* _TEXT PASSAGE_
* * * *
Can ‘compensation’ truly atone for years during which the victim was condemned?

Lee Han-jin (born in 1936 in Hwabuk, Jeju, now living in New York, United States)

On Oct. 6, 2023, the 2nd Global Jejuin Festival was held for the first time in four years. Lee Han-jin, president of the Jejudo Association of America, participated in the event and visited Jeju with 20 members from New York. After social activities, Lee and his wife visited the Jeju 4·3 Peace Park. In the park’s Tombstone Park for the Missing, Lee kneeled in front of the marker stone of his two missing brothers and read the verdict that states his siblings were found not guilty after the retrial. As Mr. Lee cried,. the burden that weighed upon him for his entire life was lifted.
As an interviewer and an interviewee, we sat at the conference table on the 4th floor of the Jeju 4‧3 Peace Memorial. We sat face-to-face, with the Jeju 4·3 Incident Investigation Report open on the table between us. For a while, Lee stared at a photo of people taken on May 10, 1948 — the 5·10 General Election. He is about to tell us about his life when he is too afraid to even say “There may be a chance I was taken in this picture.”

Interviewed and photographed by Cho Jung-hee
Head of the General Affairs Team, Jeju 4·3 Peace Foundation
Photo by Editing Office

My mother became the head of the household

I am from Beollangdong, Hwabuk-ri. It was the finest village in Hwabuk. My father died before Jeju 4·3. When the incident occurred, there was my mother, me, and my five siblings: my eldest brother, my second older brother, my eldest sister, my second older sister, and my younger sister. We operated commercial ships as a family business for generations. My grandfather and father controlled the business, constantly traveling back and forth between mainland Korea and Jeju on huge ships, so we were well-off. But that was before my father died at sea in an accident. My eldest brother was in Japan, and my second older brother was in Manchuria. My eldest sister was in Seongnae with her husband. My younger sister and I were too young. So, my mother was responsible for the livelihood of the household. My second older sister helped us occasionally, if you can call that luck.

Two brothers, back from Japan and Manchuria

My older brother also worked on a commercial vessel in Japan. I heard he was on a large ship that traveled from Hokkaido to south Shimonoseki. I can only presume that the ship carried coal, and that’s because many Koreans were forced to labor in coal mines in Hokkaido.
After liberation, my older brother moved to Jeju with his wife and children. The ship he was on when he returned to Jeju transported his household stuff and a large amount of rice. Unfortunately, the ship encountered a violent storm in the Korean Strait. The waves were so huge that they nearly engulfed the ship, and the rice bags were soaked. When we cooked, the soaked rice was inedible. We washed it several times, but the salty taste never got better. So, we used the rice to brew alcohol. What a waste! My second older brother also came back from Manchuria after a while.

I saw the liberation of Korea as a second-grade student at Hwabuk Elementary School

Since my grandfather had also taught at Seodang, a traditional Korean school in the local village, I learned the Thousand-Character Classic at a young age, and I entered school a little earlier than my peers. I did not know that then, but later I found out that my friends in class were one or two years older than me. My second older sister carried me on her back when I took the entrance exam. She told me,
“Han-jin, when the teacher draws a pencil and a cup and asks you in Japanese, ‘Korewa nandesuka [これは 何ですか。, meaning what are they]?’ You say, ‘Arewa enpitsudesu [あれは 鉛筆です。, meaning that is a pencil],’ and ‘Korewa koppudesu [これはカップです。, meaning this is a cup]’ Okay?”
* * * *
* _TO DO_
**1)** Render this sentence from the interview in Spanish: "So, we used the rice to brew alcohol."
**2)** Please update the interview, starting with "Can ‘compensation’ truly" and going on through "York, United States)", so that "reparation" takes the place of "compensation".
Rely on the interview alone.

* _PROVIDED INFORMATION_
* * * *
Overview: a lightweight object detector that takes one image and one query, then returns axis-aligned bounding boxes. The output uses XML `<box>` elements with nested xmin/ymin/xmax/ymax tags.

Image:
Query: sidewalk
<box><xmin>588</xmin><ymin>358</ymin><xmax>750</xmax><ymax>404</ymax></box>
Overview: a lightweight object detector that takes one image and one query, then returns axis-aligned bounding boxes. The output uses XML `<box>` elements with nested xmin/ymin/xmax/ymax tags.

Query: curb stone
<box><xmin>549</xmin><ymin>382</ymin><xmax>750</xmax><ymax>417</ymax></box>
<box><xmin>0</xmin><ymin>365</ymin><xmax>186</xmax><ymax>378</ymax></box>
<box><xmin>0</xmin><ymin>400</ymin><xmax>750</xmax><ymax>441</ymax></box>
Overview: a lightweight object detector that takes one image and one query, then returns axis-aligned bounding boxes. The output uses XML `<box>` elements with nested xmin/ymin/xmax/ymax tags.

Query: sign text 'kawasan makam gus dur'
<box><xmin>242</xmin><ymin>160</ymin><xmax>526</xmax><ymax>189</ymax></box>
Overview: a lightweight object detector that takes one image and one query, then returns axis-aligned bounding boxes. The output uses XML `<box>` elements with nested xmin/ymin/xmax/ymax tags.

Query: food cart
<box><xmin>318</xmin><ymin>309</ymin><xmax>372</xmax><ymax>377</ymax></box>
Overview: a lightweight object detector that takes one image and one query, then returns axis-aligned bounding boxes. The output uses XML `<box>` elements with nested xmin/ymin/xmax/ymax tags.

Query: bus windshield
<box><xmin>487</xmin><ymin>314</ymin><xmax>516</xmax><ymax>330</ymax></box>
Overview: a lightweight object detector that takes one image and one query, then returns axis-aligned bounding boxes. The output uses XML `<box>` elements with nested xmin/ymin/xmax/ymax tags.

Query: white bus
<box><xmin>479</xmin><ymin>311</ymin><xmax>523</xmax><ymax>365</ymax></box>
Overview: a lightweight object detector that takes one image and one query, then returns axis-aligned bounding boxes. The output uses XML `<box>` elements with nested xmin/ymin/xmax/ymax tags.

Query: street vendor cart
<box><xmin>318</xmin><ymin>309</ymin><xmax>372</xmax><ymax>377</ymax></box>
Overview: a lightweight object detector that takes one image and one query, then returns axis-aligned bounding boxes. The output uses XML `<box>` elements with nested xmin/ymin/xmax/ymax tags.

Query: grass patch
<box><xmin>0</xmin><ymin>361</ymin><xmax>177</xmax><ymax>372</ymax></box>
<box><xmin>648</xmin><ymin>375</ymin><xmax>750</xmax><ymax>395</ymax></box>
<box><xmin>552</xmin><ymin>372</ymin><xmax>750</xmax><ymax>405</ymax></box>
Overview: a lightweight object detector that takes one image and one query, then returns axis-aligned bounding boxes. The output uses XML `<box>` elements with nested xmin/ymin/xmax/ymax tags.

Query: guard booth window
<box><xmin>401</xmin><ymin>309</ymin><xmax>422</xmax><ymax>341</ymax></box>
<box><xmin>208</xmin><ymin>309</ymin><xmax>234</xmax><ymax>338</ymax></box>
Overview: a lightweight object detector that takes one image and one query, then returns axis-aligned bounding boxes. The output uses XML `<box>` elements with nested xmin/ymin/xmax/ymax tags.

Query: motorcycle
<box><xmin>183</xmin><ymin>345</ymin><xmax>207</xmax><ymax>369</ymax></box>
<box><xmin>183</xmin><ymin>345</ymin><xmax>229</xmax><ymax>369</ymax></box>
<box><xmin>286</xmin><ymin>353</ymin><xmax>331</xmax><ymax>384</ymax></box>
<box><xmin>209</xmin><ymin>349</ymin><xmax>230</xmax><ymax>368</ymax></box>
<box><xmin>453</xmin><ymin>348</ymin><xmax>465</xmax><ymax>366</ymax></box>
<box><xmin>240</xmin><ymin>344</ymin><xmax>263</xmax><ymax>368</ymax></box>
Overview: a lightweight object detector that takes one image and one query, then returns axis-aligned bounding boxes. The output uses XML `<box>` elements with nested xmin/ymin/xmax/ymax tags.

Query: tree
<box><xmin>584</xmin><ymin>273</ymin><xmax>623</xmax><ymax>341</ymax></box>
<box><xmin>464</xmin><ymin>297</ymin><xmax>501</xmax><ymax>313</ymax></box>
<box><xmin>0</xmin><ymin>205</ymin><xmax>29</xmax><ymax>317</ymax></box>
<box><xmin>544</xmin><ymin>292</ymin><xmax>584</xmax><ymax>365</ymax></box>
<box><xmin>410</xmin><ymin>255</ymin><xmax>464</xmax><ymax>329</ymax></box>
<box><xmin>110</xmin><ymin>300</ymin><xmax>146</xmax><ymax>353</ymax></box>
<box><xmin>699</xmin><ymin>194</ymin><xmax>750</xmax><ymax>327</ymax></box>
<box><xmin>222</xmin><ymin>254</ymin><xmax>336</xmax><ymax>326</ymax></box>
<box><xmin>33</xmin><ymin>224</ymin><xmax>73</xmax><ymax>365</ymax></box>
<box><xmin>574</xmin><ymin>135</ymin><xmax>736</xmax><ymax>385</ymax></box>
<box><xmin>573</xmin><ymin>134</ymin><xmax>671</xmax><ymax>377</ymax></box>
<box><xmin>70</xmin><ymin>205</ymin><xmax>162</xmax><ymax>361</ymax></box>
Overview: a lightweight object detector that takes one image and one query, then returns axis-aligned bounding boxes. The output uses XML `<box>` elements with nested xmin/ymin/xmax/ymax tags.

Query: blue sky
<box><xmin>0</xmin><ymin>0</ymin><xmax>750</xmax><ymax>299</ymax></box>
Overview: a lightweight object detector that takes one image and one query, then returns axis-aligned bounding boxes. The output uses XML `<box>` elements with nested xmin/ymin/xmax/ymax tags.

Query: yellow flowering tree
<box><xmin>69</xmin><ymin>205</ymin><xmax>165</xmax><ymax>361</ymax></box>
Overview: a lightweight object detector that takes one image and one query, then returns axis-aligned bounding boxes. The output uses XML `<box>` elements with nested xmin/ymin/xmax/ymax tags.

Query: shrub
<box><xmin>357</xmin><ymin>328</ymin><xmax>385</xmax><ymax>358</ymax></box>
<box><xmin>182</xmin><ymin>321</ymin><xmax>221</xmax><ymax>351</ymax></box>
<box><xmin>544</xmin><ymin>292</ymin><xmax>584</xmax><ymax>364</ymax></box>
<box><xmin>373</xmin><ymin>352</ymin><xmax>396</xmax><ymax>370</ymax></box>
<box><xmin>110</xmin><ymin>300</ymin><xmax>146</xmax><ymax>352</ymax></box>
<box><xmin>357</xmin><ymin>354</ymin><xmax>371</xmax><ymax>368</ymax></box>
* * * *
* _ACTIVITY ANSWERS_
**1)** Así que usamos el arroz para elaborar alcohol.

**2)**
Can ‘reparation’ truly atone for years during which the victim was condemned?

Lee Han-jin (born in 1936 in Hwabuk, Jeju, now living in New York, United States)